#### [Exercise tasks]
- A) Answer these questions from the text on regulating NGT-edited plants:
(i) Under the draft legislation, which kind of farming are NGT-edited plants still banned from?
(ii) Which two bodies must approve the new regulations on NGTs?
(iii) What must the regulations avoid doing to plant breeding scientists if Europe wants to benefit from gene editing?
- B) In the text on regulating NGT-edited plants, why will companies and other developers have to register their crops in a public database?
- C) Carry on the text on regulating NGT-edited plants from its last sentence.
[Text shown]
On the other hand, this draft legislation still bans NGT-edited plants from organic farming and requires these edited seeds to be labelled. As a result, companies and other developers will have to register the crops and their characteristics in a public database. These plants can be grown in integrated farming, which uses few or no inputs. Moreover, sustainable agriculture combined with the use of plants derived from NGTs could prove to be environmentally and climate friendly, while guaranteeing good yields at affordable prices for as many consumers as possible.
Unfortunately, change is still a long way off, as it could take several years for the European Parliament and the Council to approve these new regulations on NGTs.
What would be the best regulation for Europe?
If Europe wants to reap the benefits of gene editing and rapidly obtain new varieties, these regulations must not hamper the research of plant breeding scientists through prohibitive costs.
[/Text shown]
[Raw data]
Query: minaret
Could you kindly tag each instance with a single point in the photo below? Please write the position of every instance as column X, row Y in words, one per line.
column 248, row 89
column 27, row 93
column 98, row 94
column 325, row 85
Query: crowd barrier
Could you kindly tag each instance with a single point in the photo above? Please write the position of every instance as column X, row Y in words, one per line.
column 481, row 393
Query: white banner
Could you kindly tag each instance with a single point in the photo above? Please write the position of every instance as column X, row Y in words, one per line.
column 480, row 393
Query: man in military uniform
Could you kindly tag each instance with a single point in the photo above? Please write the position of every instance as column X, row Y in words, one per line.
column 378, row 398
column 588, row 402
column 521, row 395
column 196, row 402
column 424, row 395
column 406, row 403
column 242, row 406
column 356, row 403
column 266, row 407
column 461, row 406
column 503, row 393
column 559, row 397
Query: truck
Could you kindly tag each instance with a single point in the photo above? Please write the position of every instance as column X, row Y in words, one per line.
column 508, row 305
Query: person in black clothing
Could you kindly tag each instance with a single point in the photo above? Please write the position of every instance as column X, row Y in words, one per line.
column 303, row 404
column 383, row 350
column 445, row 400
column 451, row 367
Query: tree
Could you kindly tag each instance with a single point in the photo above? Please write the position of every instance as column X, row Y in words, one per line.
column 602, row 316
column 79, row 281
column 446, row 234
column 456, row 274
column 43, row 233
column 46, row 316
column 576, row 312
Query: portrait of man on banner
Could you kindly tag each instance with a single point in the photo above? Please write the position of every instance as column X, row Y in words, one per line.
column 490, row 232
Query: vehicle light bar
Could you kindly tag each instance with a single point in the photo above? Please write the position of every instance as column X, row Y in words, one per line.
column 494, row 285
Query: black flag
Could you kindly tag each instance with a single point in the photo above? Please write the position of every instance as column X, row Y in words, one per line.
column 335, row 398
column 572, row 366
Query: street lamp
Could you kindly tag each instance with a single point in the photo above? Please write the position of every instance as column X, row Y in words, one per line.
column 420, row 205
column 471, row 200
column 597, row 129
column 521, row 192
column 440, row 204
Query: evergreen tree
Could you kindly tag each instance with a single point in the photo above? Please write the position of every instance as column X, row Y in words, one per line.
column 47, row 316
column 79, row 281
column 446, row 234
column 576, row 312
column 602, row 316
[/Raw data]
#### [Answers to each task]
- A)
(i) Organic farming.
(ii) The European Parliament and the Council.
(iii) They must not hamper the scientists' research through prohibitive costs.

- B) The draft legislation requires NGT-edited seeds to be labelled. As a result, developers will have to register the crops and their characteristics in a public database.

- C)
Ideally, Europe should have regulations based on the product and not on the technique, as the latter evolves faster than the regulations. Whatever the breeding technique (crossing two plants, grafting, cuttings, radio-induced or chemical mutagenesis, transgenesis or NGT), the end product (the plant and its new trait) would be assessed, as is the case in Canada. The assessment always involves determining the benefits and risks to human or animal health or the environment. Such regulations would make Member States competitive with other countries that already have flexible regulations (USA, Canada, China, etc.) to produce their own plants, adapted to their needs and soil and climate conditions, and to export some of them rather than importing plants or products derived from NGTs.
Pending such effective and flexible product-based regulation, close collaboration should be established between countries conducting field trials and those not allowed to do so, because the freedom of scientists in the public and private sectors must be respected and the originality of their research explored to meet the many challenges. The rules of the game should be the same for all Member States, while protecting research from vandalism. It is imperative to support young innovative companies, keep small and medium-sized enterprises in Europe, ensure that scientists do not relocate their field trials outside Europe and thus avoid a brain drain and job losses in a booming sector.
[1] van Dijk M., Morley T., Rau M.L. et al. (2021). A meta-analysis of projected global food demand and population at risk of hunger for the period 2010–2050.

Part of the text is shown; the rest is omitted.